* _Extract to read_:
Denmark’s Green Transport Gap: Expert Proposals Ignored

A Danish climate think tank is pushing five sharp transport proposals that challenge the government’s green credentials—and expose the gap between what experts say Denmark needs to do and what politicians dare to deliver.

CONCITO, one of Denmark’s leading climate organizations, has laid out a transport policy roadmap that reads like a checklist of everything the current government would rather avoid. Keep truck tolls and fuel taxes high. Tax aviation properly. Cut the bloated infrastructure plan. Stop throwing money at green fuels that don’t work. It’s a package grounded in economics and climate science, and it’s going absolutely nowhere in Christiansborg.

* _Dataset entries_:

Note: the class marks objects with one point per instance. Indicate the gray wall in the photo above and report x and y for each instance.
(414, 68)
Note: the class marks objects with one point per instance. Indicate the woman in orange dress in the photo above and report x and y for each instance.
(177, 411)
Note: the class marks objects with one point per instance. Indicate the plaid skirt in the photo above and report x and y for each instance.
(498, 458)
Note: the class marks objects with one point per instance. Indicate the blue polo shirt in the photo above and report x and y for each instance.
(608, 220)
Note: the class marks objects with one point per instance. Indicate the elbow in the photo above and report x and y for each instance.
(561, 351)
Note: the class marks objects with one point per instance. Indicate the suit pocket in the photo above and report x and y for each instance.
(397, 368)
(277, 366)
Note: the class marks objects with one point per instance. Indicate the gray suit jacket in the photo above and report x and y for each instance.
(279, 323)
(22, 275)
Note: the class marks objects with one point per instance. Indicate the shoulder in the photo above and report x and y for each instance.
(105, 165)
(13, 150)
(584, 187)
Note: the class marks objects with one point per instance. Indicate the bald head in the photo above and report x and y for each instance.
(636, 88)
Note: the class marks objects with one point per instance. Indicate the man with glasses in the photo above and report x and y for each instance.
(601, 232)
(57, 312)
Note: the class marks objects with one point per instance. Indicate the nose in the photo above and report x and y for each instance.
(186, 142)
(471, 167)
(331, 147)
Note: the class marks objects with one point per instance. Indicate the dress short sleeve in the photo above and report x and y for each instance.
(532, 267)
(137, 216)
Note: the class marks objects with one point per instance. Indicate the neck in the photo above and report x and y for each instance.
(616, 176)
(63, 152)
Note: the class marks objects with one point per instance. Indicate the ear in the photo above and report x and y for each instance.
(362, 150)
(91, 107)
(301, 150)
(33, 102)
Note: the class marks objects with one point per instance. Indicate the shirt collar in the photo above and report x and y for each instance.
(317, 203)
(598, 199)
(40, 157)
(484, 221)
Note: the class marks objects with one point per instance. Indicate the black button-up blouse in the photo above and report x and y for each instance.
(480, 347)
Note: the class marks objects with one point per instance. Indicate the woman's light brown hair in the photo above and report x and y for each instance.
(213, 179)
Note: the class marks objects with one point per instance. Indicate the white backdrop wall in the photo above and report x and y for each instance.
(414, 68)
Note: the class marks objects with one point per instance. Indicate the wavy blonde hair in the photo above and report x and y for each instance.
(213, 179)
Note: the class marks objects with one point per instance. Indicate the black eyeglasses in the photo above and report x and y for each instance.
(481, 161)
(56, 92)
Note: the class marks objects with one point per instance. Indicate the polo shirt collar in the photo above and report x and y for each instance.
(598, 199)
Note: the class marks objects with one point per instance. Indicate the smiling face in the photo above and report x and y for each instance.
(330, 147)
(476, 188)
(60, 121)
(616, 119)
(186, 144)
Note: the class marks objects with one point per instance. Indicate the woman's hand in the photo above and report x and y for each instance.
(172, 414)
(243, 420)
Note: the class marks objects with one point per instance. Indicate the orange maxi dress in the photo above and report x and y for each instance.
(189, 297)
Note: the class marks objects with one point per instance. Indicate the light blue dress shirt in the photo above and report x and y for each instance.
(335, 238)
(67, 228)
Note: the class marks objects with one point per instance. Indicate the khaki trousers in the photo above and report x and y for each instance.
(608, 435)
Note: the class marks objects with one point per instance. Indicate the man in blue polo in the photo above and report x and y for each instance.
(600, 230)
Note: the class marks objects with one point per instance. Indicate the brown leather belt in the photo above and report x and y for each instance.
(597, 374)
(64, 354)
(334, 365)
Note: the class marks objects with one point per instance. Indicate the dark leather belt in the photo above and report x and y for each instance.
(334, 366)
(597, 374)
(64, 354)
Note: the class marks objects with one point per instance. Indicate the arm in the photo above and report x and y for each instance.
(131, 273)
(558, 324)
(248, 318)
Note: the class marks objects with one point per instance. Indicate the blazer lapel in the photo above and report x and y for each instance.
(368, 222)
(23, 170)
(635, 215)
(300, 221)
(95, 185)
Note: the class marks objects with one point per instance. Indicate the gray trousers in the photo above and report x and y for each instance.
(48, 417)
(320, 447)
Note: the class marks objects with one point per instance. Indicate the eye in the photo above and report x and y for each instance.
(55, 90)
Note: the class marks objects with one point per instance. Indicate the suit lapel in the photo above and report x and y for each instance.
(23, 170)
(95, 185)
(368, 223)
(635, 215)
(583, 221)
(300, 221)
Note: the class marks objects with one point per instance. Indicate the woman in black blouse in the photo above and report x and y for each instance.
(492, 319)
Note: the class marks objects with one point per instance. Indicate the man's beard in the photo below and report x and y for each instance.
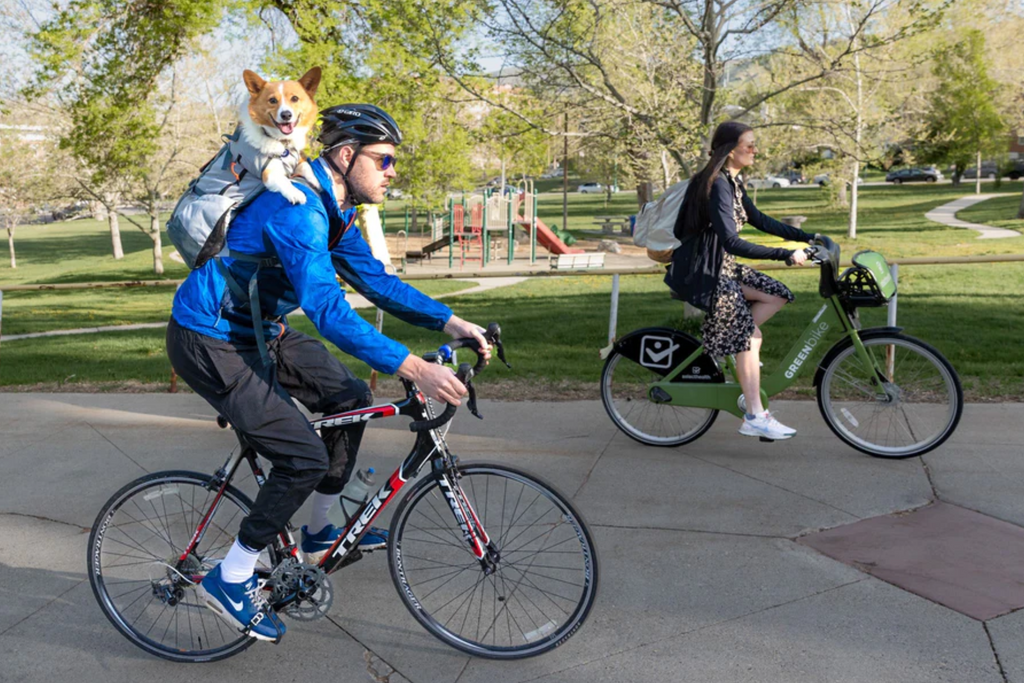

* _What is being asked_:
Answer these from the piece on Danish transport proposals:
(a) How many transport proposals is the think tank pushing?
(b) Which organization laid out the transport policy roadmap?
(c) Where is the package said to be going nowhere?
You won't need the lines for this.

* _Response to the task_:
(a) Five
(b) CONCITO
(c) Christiansborg